**Text section**
In the sidelines of the AI conversation: Model disgorgement and algorithm deletion

30 April 2025

In the sidelines of the AI conversation: Model disgorgement and algorithm deletion

How does model disgorgement and algorithm deletion work? Espie Angelica A. de Leon discusses how artificial intelligence training data may infringe IP or privacy laws and explores emerging remedies.  

Front and centre of the conversation about artificial intelligence are copyright infringement and data misuse. Training data fed into the AI model may include works that are copyright protected or personal information whose very use breaches privacy laws. 

What is not part of the mainstream conversation are the terms “model disgorgement” and “algorithm deletion.” At least not yet. 

Model disgorgement and algorithm deletion are remediation techniques for addressing the problem of AI systems including machine learning models, trained on copyrighted materials without the owner’s consent and personal data protected by privacy laws. 

How do they work? 

These terms are used interchangeably, along with other concepts such as model deletion, algorithmic disgorgement and algorithmic destruction. “Context is important to decide which term is most accurate,” noted Christopher J. Rourk, a partner at Jackson Walker in Dallas.

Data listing
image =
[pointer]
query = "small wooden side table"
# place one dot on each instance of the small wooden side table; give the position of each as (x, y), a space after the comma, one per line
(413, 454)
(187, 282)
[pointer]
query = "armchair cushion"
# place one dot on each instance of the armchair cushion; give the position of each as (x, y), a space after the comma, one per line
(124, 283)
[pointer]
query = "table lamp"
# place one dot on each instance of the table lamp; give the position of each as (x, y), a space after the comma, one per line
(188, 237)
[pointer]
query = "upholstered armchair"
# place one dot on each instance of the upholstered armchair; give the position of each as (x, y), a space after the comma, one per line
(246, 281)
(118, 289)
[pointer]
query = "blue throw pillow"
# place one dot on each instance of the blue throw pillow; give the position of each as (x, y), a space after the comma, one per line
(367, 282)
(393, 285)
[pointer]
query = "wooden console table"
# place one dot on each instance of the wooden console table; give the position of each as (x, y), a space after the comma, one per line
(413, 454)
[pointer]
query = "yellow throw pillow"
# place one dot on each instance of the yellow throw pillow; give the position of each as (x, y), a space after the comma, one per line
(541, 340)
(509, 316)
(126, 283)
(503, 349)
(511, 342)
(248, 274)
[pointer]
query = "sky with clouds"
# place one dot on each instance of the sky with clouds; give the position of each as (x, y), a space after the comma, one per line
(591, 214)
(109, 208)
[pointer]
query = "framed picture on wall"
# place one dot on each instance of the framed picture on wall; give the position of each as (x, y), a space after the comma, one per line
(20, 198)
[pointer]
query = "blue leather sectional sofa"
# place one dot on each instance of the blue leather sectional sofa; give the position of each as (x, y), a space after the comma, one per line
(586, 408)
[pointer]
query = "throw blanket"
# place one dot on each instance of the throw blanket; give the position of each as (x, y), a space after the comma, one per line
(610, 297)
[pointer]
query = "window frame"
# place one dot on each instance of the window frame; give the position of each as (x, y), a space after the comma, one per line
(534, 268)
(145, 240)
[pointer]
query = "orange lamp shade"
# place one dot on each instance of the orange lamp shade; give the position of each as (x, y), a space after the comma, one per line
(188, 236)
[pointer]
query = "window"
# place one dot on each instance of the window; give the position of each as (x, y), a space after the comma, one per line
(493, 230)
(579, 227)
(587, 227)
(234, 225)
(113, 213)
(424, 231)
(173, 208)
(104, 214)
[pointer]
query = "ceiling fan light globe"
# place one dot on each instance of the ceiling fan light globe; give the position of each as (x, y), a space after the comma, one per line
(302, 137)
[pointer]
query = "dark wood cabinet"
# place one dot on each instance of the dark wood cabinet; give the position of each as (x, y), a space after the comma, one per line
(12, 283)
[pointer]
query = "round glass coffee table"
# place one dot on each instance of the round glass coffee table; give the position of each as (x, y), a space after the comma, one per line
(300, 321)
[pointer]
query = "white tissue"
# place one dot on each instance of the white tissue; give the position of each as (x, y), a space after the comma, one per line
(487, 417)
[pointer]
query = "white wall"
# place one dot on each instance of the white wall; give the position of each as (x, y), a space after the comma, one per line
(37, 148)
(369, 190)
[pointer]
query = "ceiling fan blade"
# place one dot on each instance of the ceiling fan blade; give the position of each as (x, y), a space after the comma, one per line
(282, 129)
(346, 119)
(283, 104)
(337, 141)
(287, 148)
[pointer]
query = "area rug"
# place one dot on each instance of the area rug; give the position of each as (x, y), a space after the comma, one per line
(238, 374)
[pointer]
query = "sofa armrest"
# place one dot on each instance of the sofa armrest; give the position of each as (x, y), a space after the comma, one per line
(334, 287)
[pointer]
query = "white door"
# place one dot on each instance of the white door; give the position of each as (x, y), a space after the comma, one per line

**Objective**
Which other concepts does the article on model disgorgement say are used interchangeably with "model disgorgement" and "algorithm deletion"?

**Completed exercise**
Model deletion, algorithmic disgorgement and algorithmic destruction.